Extracted text:
▬▬▬▬▬▬▬▬▬▬

And still, though the arm of the Lord is not visibly stretched out as it has been,-though men may now sin grievously, and no stern sentence of excommunication issue against them to bring them by its salutary discipline to sorrow for their sin,-yet the same great laws by which God's Church was governed of old, are now, though less obviously, not less surely, administered. In the sacrament of Baptism men are yet admitted into the congregation of Christ's flock; and Christians are yet, whether they will or not, servants of God, under the government of His laws, bound by the obligations He imposes, sworn to renounce the world, the flesh, and the devil. And the sin of a Christian is of a peculiar and grievous kind, even as it was then, and is a rebellion against the allegiance you owe to God your King, and a breaking of the oath, by which you have vowed to obey

Him. And as a rebellion against God, it is a tampering with God's enemy, and brings you so far under the powers of the kingdom of Satan. And indeed we cannot doubt, that though no formal sentence go forth against the sinner, yet that to him, while such and unrepentant, prayers would receive no answer, the bread and wine bring no grace, his Church-membership be but a shadowy, outward thing, with no real spiritual blessing attached to it. It is a solemn fact, which I wish you would ever bear in mind, that sin clogs up the channels of grace, one and all; it puts a veil between God and man; it overshadows the light of God's countenance, and hides His face from shining upon you.

▬▬▬▬▬▬▬▬▬▬

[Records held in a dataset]

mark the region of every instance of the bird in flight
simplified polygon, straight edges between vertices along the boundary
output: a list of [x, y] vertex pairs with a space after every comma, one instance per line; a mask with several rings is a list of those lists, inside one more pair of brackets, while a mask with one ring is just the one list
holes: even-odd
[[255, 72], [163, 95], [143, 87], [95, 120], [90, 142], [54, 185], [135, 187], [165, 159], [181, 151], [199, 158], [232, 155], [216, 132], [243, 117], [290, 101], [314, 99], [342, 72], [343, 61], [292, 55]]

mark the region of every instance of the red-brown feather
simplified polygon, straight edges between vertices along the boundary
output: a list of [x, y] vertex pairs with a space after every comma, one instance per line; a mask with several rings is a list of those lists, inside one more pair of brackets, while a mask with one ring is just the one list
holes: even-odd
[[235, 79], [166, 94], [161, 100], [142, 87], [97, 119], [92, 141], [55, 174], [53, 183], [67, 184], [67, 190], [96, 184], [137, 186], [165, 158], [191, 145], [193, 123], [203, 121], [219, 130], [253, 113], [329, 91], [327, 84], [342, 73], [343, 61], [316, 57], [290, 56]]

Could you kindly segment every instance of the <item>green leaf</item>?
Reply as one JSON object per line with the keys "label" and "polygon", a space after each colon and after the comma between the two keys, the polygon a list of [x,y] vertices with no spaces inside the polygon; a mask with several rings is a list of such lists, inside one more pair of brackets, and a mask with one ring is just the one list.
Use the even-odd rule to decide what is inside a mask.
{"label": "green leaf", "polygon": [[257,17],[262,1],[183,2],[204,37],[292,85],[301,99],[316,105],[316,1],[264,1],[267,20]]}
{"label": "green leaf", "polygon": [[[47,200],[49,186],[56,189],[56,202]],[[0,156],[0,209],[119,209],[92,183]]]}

▬▬▬▬▬▬▬▬▬▬

Instructions:
[a] From the passage on sin, extract the portion that begins at the words "Him. And as" and stops after the words "shining upon you.".
[b] According to the passage on sin, through which sacrament are men still admitted into the congregation of Christ's flock?

Full answers:
[a]
Him. And as a rebellion against God, it is a tampering with God's enemy, and brings you so far under the powers of the kingdom of Satan. And indeed we cannot doubt, that though no formal sentence go forth against the sinner, yet that to him, while such and unrepentant, prayers would receive no answer, the bread and wine bring no grace, his Church-membership be but a shadowy, outward thing, with no real spiritual blessing attached to it. It is a solemn fact, which I wish you would ever bear in mind, that sin clogs up the channels of grace, one and all; it puts a veil between God and man; it overshadows the light of God's countenance, and hides His face from shining upon you.

[b] Baptism